So our data has failed the standardised skew. Does this mean we can’t use parametric tests?
- No! Do some additional checks: (see PSIWeek3-Lecture.Rmd)
  1. create a histogram to see how much skew there is.
  2. Convert the raw score for tpcoiss to a standardised score.
    - If 95% of our data falls within +/- 1.96 then we can treat the data as normal.
  3. sort it,. In R: scale(survey$tpcoiss)
    - will sort a list in ascending order.
  4. Check your Q-Q Plot
  5. Check skewness and kurtosis standardised scores
  6. Check impact of outliers
    - At 0.05 level if 95% of your data is within +/- 1.96 when converted to standardised scores – it is likely your data is safe to treat as normal
    - If the sample size is small (80 or fewer cases), a case is an outlier if its standard score is ±2.5 or beyond.
    - If the sample size is larger than 80 cases, a case is an outlier if its standard score is ±3.29 or beyond
  7. Pearson Correlation: Look at the distribution of both variables
    - Create a scatterplot
    - Look at outliers
    - Look at distribution of the data points
    - Run the correlation
    - Interpret the output
    - Check the information you have been given about the sample
    - Determine the direction of the relationship
    - Determine the strength of the relationship
    - Calculate the coefficient of determination
    - Assess the significance level
Correlation Analysis
Things to know about the Correlation Co-efficient (Key slide)
- It varies between -1 and +1
  - 0 = no relationship
- It is an effect size (ignore sign for magnitude of effect)
  - ±.1 = small/weak
  - ±.3 = medium/moderate
  - ±.5 = large/strong
  - Cohen’s effect size heuristic is standard
    - Find a book that is respected in your field that discusses this and cite it when stating you used Cohen’s convention
  - Coefficient of determination, r2
    - By squaring the value of r you get the proportion of variance in one variable shared by the other.
  - Significance of all co-efficient and covariance depends on the p-value (significance value of the test)
Reporting a Pearson correlation in words:
- “The relationship between Total PCOISS (derived from the PCOISS questionnaire) and Total Perceived Stress (derived from the perceived stress questionnaire) was investigated using a Pearson correlation. A strong negative correlation was found (r =-.580, n=424, p<.001).”
 
 NOTE1: Because the significance is .000 in test results, the convention is to report it as <.001 NOTE2: N=424 because it does not include missing values
Covariance
- Variance tells us by how much scores deviate from the mean for a single variable.
- Covariance = Scaled version of variance.
- The covariance is the average cross-product deviations:
  1. Calculate the error between the mean and each observations score for the first variable (x).
  2. Calculate the error between the mean and their score for the second variable (y).
  3. Multiply these error values. Add these values and you get the cross product deviations.
- It depends upon the units of measurement.
  - E.g. The Covariance of two variables measured in Miles might be 4.25, but if the same scores are converted to Km, the Covariance is 11.
- One solution: standardise it!
  - The standardised version of Covariance is known as the Correlation coefficient.
    - Divide by the standard deviations of both variables.
    - Create standardised scores
Hypothesis Testing
- Hypothesis may concern an effect (e.g. correlation) in the population or a difference between groups in a population.

· · · ·

Work required:
Copy the statistics notes above from "- The standardised" up to and including "in a population.".

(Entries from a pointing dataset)
· · · ·

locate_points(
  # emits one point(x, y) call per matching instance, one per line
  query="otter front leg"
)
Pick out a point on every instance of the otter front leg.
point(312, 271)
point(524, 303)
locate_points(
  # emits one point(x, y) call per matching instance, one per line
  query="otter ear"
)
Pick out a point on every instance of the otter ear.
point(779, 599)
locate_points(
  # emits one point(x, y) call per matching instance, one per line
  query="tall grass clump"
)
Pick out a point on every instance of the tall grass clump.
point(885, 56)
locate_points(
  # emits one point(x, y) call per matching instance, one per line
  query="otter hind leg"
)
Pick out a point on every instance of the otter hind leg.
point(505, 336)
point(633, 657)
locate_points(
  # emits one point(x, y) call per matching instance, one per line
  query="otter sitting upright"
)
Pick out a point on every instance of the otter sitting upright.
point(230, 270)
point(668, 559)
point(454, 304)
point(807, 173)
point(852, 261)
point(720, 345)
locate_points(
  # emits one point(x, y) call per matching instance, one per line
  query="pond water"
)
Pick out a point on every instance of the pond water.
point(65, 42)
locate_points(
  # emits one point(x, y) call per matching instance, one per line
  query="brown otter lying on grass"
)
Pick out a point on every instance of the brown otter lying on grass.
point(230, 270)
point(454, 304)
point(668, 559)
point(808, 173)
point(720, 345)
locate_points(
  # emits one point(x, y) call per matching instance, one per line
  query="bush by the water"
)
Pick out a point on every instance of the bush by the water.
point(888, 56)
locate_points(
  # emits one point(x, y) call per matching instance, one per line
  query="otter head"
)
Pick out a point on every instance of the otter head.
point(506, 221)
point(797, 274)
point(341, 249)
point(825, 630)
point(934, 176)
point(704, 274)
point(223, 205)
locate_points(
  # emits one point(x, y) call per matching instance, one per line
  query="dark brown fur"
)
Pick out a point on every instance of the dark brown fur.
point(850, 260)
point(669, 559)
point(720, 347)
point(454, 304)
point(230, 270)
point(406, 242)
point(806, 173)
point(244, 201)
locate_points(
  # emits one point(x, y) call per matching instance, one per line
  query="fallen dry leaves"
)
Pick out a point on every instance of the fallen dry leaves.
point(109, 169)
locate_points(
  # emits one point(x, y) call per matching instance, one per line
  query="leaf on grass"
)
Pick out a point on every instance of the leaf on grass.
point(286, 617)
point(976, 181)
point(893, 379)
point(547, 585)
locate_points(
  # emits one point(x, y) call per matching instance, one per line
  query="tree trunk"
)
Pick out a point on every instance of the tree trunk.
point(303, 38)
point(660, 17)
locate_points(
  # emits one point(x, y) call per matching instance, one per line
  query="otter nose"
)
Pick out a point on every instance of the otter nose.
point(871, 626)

· · · ·

Exercise answer:
- The standardised version of Covariance is known as the Correlation coefficient.
    - Divide by the standard deviations of both variables.
    - Create standardised scores
Hypothesis Testing
- Hypothesis may concern an effect (e.g. correlation) in the population or a difference between groups in a population.